» **EXERCISE TASKS**:
A: According to the news roundup, how much has New Jersey spent replenishing the Jersey Shore with sand since 1922?
B: Retype the part of the news roundup that begins at the words "Elizabeth Shwe and" and stops after "Belgium and Scotland.".
C: Continue the news roundup, picking up after its final sentence.

» **EXCERPT TO READ**:
────────
By Walt Hickey
Shore
New Jersey has spent $2.6 billion replenishing the Jersey Shore with sand since 1922, and given the inexorable march of climate change fueling beach erosion, the fear is that not even that will be enough to keep the beach alive. Per foot of shoreline, Jersey has been one of the most aggressive when it comes to shoring up the beach. There are other ways to stabilize the shoreline, like facilitating vegetation and building out hard structures like jetties and t-groins, but those haven't seen anywhere near the investment that "just throw some more sand on it" has.
Elizabeth Shwe and Sean Carlson, Gothamist
Mocking Birds
The discovery of a huge bird nest in Antwerp in a hospital courtyard that was made by magpies out of, literally, 1,500 metal anti-bird spikes prompted new research into the ability of birds to actually rip off and use these anti-bird architecture to build the most pro-bird possible architecture, nests. The nest researchers found plenty of examples of innovations by urban birds in a new study published in Deinsea. That magpie nest was especially cool because, after appropriating 50 meters’ worth of anti-bird pins, they actually built the nest in such a manner to keep rival birds out. Similar behavior was seen in other magpie nests in the Netherlands, Belgium and Scotland.
Auke-Florian Hiemstra, Naturalis
@Home
Distributed computing is the clever idea that lots of people's personal and work computers spend a great deal of time idle, and if you're the kind of scrappy project that needs to beg, borrow and steal processing power, it can be a godsend to completing a project. The classic example is SETI@home, which used volunteers' inactive computers to search the skies for possible extraterrestrial signals, and the Folding@home project, which sought to use distributed computing to find how proteins folded. That said, it's a mixed bag for such products these days amid rising power costs and iffy results: SETI@home found nothing and folded after 21 years, all those PC cycles spent for nothing, and while Folding@home rose from 10,000 users to 1 million users in the initial weeks of the pandemic and broke the exaFLOP barrier, that quickly fell back down to 45,000 users.
Milk
The Milwaukee Metropolitan Sewerage District is handling increased volumes of milk, as farmers pump thousands of unsellable gallons away. In May, farmers in the United States produced a record 19.9 billion pounds of milk, the highest on record, and farmers are continuing to grow milk production — particularly in Wisconsin, where output rose at twice the national rate — even though processors can’t keep up, with plants operating at capacity. This has sent the price of wholesale milk to low levels, down to $15.10 per 100 pounds, down from $21.70 the same time last year.
────────
[Stored items]
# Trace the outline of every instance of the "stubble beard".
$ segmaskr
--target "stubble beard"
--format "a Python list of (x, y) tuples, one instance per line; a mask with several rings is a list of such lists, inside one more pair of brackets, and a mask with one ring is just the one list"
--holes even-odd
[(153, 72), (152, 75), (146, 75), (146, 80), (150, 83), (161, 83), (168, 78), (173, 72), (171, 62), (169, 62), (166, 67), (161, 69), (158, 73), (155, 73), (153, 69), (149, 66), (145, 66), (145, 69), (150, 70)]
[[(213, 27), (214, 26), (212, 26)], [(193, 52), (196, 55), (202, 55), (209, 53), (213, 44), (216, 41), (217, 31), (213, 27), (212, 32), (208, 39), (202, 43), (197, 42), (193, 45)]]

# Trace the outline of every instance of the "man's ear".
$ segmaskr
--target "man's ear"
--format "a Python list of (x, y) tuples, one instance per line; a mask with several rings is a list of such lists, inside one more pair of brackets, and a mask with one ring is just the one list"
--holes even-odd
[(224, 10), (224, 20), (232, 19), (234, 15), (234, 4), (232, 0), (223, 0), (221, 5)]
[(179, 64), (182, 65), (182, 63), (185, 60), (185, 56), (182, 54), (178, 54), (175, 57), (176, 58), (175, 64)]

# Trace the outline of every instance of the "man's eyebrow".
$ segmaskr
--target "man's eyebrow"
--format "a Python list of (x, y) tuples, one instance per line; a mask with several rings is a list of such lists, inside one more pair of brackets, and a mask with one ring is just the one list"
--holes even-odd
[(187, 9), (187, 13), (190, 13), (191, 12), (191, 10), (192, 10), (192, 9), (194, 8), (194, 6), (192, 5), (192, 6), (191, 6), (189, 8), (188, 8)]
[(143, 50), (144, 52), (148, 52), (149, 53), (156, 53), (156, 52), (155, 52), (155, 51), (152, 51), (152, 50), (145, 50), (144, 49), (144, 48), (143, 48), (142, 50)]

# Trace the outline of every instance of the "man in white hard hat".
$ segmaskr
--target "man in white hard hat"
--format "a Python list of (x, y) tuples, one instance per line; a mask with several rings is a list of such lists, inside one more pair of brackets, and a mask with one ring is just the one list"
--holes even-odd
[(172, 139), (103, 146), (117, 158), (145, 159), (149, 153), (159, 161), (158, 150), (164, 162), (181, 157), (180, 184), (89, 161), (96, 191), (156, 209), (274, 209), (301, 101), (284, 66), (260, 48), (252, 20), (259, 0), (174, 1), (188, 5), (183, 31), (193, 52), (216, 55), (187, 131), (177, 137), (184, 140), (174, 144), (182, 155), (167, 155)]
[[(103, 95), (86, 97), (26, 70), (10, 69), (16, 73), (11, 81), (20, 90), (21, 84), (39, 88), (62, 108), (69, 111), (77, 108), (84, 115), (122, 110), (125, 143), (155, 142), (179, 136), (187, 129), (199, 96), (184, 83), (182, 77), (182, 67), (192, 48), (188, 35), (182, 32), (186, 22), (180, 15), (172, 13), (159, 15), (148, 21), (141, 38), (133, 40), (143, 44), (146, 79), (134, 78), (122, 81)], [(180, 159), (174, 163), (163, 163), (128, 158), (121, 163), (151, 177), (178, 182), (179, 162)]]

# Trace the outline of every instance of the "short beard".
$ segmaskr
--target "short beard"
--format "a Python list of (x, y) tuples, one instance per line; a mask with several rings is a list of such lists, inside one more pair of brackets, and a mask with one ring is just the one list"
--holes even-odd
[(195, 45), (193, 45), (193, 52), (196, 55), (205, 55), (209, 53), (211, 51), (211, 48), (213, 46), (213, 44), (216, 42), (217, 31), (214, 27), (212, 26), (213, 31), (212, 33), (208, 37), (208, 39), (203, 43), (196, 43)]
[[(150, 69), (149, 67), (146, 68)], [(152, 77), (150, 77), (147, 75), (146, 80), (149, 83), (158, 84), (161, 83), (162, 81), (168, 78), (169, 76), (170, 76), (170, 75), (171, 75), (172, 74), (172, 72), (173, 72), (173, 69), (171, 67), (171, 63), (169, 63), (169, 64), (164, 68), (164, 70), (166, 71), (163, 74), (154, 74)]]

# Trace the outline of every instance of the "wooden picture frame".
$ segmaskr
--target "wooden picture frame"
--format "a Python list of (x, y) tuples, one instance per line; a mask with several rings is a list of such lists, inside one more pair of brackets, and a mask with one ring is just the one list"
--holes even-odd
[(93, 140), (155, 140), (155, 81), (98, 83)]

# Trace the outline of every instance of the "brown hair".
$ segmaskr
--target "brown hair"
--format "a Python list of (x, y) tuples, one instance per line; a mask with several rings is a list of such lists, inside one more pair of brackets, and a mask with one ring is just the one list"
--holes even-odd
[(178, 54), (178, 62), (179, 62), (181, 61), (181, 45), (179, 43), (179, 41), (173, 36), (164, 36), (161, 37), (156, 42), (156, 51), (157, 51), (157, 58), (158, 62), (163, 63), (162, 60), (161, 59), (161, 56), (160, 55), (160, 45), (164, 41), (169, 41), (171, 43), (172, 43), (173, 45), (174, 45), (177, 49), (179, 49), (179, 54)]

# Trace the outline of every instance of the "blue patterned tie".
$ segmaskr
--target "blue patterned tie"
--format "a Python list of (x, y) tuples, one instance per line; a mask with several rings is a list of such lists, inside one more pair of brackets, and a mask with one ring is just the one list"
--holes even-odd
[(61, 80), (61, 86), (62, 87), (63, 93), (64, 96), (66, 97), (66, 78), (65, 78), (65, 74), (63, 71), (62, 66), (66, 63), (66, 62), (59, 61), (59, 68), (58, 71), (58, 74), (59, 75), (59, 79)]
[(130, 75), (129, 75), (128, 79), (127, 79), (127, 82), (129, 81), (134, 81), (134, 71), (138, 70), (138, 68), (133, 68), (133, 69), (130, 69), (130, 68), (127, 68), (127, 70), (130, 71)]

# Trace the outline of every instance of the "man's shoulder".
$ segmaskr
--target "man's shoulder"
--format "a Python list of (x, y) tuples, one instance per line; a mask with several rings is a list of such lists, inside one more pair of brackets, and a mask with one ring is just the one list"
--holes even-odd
────────
» **RESPONSES PER TASK**:
A: $2.6 billion

B:
Elizabeth Shwe and Sean Carlson, Gothamist
Mocking Birds
The discovery of a huge bird nest in Antwerp in a hospital courtyard that was made by magpies out of, literally, 1,500 metal anti-bird spikes prompted new research into the ability of birds to actually rip off and use these anti-bird architecture to build the most pro-bird possible architecture, nests. The nest researchers found plenty of examples of innovations by urban birds in a new study published in Deinsea. That magpie nest was especially cool because, after appropriating 50 meters’ worth of anti-bird pins, they actually built the nest in such a manner to keep rival birds out. Similar behavior was seen in other magpie nests in the Netherlands, Belgium and Scotland.

C:
Nazmul Ahasan and Michael Hirtzer, Bloomberg
Boats
Starting in the 1950s, fiberglass became the primary material for the construction of boats, going for a fraction of the cost of wood with a number of other advantages over other materials like aluminum. Something like 95 percent of the leisure boat fleet of the European Union are fiberglass, to give a taste of just how popular the material is. Taste is an apt word, though, as what we're finding now is that these boats shed over the course of their lifetimes, and that can accumulate in the marine life in the areas where they deteriorate. In one case, over the past decade the Chichester Harbour Conservancy in England observed a significant die-off of oysters to the extent that they had to close the fishery in 2018. Researchers called in found up to 7,000 shards of fiberglass per kilogram of oyster flesh.
Citrus
The United States is dealing with a disastrous citrus crop in Florida, and has been compensating by buying up a ton of Brazilian orange juice. Shipments of juice from Brazil are up 55 percent over the past year owing to the smallest Florida crop in eight decades. The 328,100 metric tons of juice equivalent imported from Brazil is the highest ever on record, and is expected to hold for some time. The rising orange futures trading are, according to financial analysts, setting up the perfect conditions for an odd couple of finance to finally take down Winston and Mortimer Duke.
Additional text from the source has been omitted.